Records from a data source:
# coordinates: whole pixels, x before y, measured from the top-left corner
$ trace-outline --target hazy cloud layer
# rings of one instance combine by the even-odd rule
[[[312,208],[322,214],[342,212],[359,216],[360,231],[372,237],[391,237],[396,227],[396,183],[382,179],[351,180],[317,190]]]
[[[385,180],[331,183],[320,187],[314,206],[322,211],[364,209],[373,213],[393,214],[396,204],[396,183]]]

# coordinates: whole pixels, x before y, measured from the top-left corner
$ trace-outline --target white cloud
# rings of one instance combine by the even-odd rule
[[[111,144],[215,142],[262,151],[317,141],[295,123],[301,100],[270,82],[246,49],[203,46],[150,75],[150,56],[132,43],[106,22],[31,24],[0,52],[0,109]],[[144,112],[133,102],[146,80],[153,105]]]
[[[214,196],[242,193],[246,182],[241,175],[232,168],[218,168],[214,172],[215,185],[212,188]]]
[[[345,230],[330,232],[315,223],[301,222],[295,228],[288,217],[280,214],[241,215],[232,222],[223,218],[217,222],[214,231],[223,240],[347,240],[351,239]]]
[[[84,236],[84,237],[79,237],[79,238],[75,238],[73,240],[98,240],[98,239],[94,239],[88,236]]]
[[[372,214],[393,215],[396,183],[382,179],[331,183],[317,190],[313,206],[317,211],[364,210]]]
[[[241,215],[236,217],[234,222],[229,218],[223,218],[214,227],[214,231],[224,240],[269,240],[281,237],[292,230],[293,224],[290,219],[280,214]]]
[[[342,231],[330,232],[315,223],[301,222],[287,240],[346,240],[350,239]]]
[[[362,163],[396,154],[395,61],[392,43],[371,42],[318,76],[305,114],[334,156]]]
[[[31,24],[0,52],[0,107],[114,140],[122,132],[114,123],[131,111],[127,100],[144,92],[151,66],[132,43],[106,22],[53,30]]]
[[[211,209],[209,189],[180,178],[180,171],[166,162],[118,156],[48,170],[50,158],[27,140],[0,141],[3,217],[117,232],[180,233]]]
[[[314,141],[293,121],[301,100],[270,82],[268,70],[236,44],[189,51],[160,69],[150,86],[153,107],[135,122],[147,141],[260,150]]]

» WORK INSTRUCTION: Word for word, transcribe each of the entries above.

» ANSWER SECTION:
# coordinates: whole pixels, x before y, measured from the top-left corner
$ trace-outline --target hazy cloud layer
# rings of one instance combine by the even-odd rule
[[[312,208],[322,214],[342,212],[359,216],[360,231],[372,237],[391,237],[396,227],[396,183],[382,179],[351,180],[317,190]]]
[[[385,180],[331,183],[320,187],[314,206],[322,211],[364,209],[373,213],[393,214],[396,204],[396,183]]]

# coordinates: whole pixels, x before y, measured from the top-left corner
$ trace-outline --target white cloud
# rings of one instance combine by the even-odd rule
[[[111,144],[215,142],[262,151],[317,141],[295,123],[301,100],[270,82],[246,49],[203,46],[150,75],[150,56],[132,43],[106,22],[31,24],[0,52],[0,109]],[[144,112],[133,102],[146,80],[153,105]]]
[[[214,196],[242,193],[246,182],[241,175],[232,168],[218,168],[214,172],[215,185],[212,188]]]
[[[345,230],[330,232],[315,223],[301,222],[295,228],[288,217],[280,214],[241,215],[232,222],[223,218],[217,222],[214,231],[223,240],[347,240],[351,239]]]
[[[84,236],[84,237],[79,237],[79,238],[75,238],[73,240],[98,240],[98,239],[94,239],[88,236]]]
[[[372,214],[393,215],[396,183],[382,179],[331,183],[317,190],[313,206],[317,211],[364,210]]]
[[[241,215],[236,217],[234,222],[229,218],[223,218],[214,227],[214,231],[224,240],[269,240],[281,237],[292,230],[293,224],[290,219],[280,214]]]
[[[342,231],[330,232],[315,223],[301,222],[287,240],[346,240],[350,239]]]
[[[362,163],[396,154],[395,61],[392,43],[371,42],[318,76],[305,114],[334,156]]]
[[[31,24],[0,52],[0,107],[114,140],[122,132],[114,123],[131,111],[127,100],[144,92],[151,66],[132,43],[106,22],[53,30]]]
[[[211,209],[209,189],[180,178],[180,171],[166,162],[118,156],[48,170],[50,158],[27,140],[0,141],[3,217],[117,232],[180,233]]]
[[[314,141],[293,121],[301,100],[270,82],[268,70],[236,44],[189,51],[160,69],[150,86],[153,107],[135,122],[147,141],[260,150]]]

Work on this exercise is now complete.